→ TEXT EXCERPT
▼
Economic Activity of Public Bodies (Overseas Matters) Bill Debate
Full Debate: Read Full DebateLord Collins of Highbury
Main Page: Lord Collins of Highbury (Labour - Life peer)Department Debates - View all Lord Collins of Highbury's debates with the Cabinet Office
(6 months, 2 weeks ago)
Lords ChamberMy Lords, as I set out in my response to the previous group, the Government chose to apply the ban to public authorities as defined by Section 6 of the Human Rights Act 1998. It is a great advantage that your Lordships, perhaps in contrast to the other place, scrutinise Bills in this way. I cannot accept that it is a sloppy Bill—it is a good Bill—but I think that concerns have been overstated. My noble friend Lady Noakes just explained why, very eloquently. We need clarity. Most bodies know whether or not they are covered.
There is another good reason for using the Human Rights Act definition—obviously, I am happy to look further at its implications, as I have said—which is that the Government intended to apply the Bill to a broad range of bodies when they are exercising public functions. This was to ensure a consistent approach to foreign policy across the UK’s public institutions, to stop public bodies legitimising divisive campaigns, which can undermine community cohesion, and to allow public bodies to focus on their core purpose when engaging in procurement and investment. That was the intention of the manifesto commitment that I mentioned in the previous group.
These amendments seek, rightly, to probe the scope of the Bill’s definition of public authorities, but they also probe the need for the power to make exceptions to the ban. I will try to address each in turn.
I am very glad that the right reverend Prelate the Bishop of Manchester has joined the debate. The Church of England would be in the Bill’s scope only to the extent that it exercises public functions. We have heard a little about the interpretation of that in the courts.
Before I address the specific amendments, I remind the Committee that the Bill will not create any new criminal offences. That is a very important point. I also take this opportunity to address the point raised by the noble Lord, Lord Boateng, and the noble Baroness, Lady Chapman, which was picked up by my noble friend Lord Deben, on orchestras. Orchestras are very unlikely to be regarded as public authorities. Moreover, withdrawing from an event is unlikely to be regarded as a procurement decision for the purposes of our Bill. The definition of a procurement decision does not include contracts where it is the public authority providing the service.
I can also reassure the noble Baroness who raised the issue that defence contracts are also exempt from the Bill. In addition, for contracts in scope, the Bill already contains an exception to the ban for national security considerations. In practice, if a case is reported to an enforcement authority it will look at whether the public authority had regard to any of the exemptions to the Bill—for example, the national security exemptions —during the decision-making process. Evidence of this might include if the public authority shows that it was following guidance from the UK Government, or became aware, for example, that a supplier was engaged in espionage.
▲
→ EXTRACTED MATERIAL
▼
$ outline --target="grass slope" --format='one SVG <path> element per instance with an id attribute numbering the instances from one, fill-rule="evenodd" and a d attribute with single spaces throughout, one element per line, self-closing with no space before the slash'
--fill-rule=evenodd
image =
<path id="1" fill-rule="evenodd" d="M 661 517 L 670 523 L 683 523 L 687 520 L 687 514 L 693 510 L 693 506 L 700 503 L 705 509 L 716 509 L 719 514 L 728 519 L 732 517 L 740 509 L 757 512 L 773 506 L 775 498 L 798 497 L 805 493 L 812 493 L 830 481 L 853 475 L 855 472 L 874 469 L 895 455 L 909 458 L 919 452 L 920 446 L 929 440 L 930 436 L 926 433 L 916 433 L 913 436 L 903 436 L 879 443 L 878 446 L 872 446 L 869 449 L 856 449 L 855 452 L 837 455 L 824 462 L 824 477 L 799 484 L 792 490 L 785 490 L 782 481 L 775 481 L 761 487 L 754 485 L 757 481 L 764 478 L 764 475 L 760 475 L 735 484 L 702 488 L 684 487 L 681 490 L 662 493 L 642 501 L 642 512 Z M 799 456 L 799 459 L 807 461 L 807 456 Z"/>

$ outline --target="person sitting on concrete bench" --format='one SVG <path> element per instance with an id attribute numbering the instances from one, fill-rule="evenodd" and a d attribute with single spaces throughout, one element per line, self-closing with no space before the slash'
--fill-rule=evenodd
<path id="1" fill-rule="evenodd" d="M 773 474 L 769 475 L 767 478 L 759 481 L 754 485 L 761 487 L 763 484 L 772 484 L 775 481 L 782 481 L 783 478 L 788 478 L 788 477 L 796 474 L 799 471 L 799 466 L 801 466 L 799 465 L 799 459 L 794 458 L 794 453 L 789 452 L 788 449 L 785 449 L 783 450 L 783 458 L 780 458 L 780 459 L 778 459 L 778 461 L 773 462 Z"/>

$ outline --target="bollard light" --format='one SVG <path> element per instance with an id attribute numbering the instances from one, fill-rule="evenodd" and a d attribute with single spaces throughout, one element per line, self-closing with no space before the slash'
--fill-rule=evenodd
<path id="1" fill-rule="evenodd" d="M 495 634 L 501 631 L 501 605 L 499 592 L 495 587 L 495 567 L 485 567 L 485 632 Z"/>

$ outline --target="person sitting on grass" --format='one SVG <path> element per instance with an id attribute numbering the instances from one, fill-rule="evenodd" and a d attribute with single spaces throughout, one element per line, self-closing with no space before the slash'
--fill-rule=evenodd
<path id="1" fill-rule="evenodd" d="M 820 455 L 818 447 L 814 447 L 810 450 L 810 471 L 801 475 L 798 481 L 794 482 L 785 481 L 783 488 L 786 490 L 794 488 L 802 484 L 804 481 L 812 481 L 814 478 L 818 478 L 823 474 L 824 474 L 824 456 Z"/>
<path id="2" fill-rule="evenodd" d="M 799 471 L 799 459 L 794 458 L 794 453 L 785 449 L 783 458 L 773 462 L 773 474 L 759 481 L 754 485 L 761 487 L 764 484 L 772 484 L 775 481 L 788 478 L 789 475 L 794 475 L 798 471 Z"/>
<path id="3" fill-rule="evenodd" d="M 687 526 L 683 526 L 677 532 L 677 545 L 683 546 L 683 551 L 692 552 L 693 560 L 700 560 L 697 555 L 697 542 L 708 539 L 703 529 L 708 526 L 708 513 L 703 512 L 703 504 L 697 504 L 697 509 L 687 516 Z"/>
▲
→ EXERCISE PROMPT
Return the passage of the Lords debate between "There is another" and "each in turn.", inclusive, copied word for word. The entries come from a separate source, not from the Lords debate.

→ SOLUTION TO THIS EXERCISE
There is another good reason for using the Human Rights Act definition—obviously, I am happy to look further at its implications, as I have said—which is that the Government intended to apply the Bill to a broad range of bodies when they are exercising public functions. This was to ensure a consistent approach to foreign policy across the UK’s public institutions, to stop public bodies legitimising divisive campaigns, which can undermine community cohesion, and to allow public bodies to focus on their core purpose when engaging in procurement and investment. That was the intention of the manifesto commitment that I mentioned in the previous group.
These amendments seek, rightly, to probe the scope of the Bill’s definition of public authorities, but they also probe the need for the power to make exceptions to the ban. I will try to address each in turn.